WORK REQUEST — Every line containing "blue" should be identified and copied from the data below.
---- DATASET CONTENT
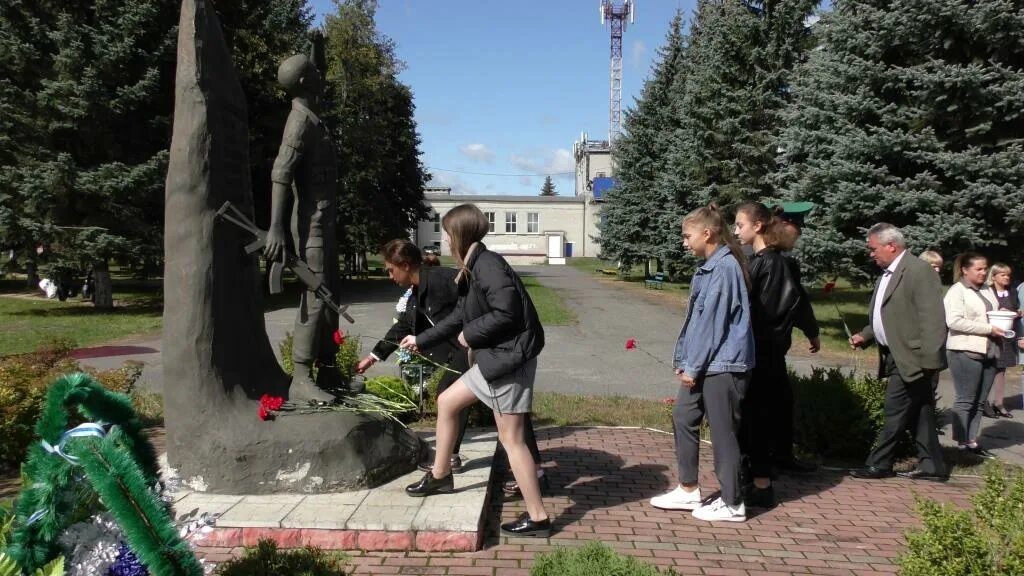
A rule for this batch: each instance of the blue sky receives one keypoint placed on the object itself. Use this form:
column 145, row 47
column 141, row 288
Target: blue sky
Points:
column 507, row 87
--------
WRITTEN ANSWER —
A rule for this batch: each instance of the blue sky receives one keypoint placed on the object itself. Use this form:
Target: blue sky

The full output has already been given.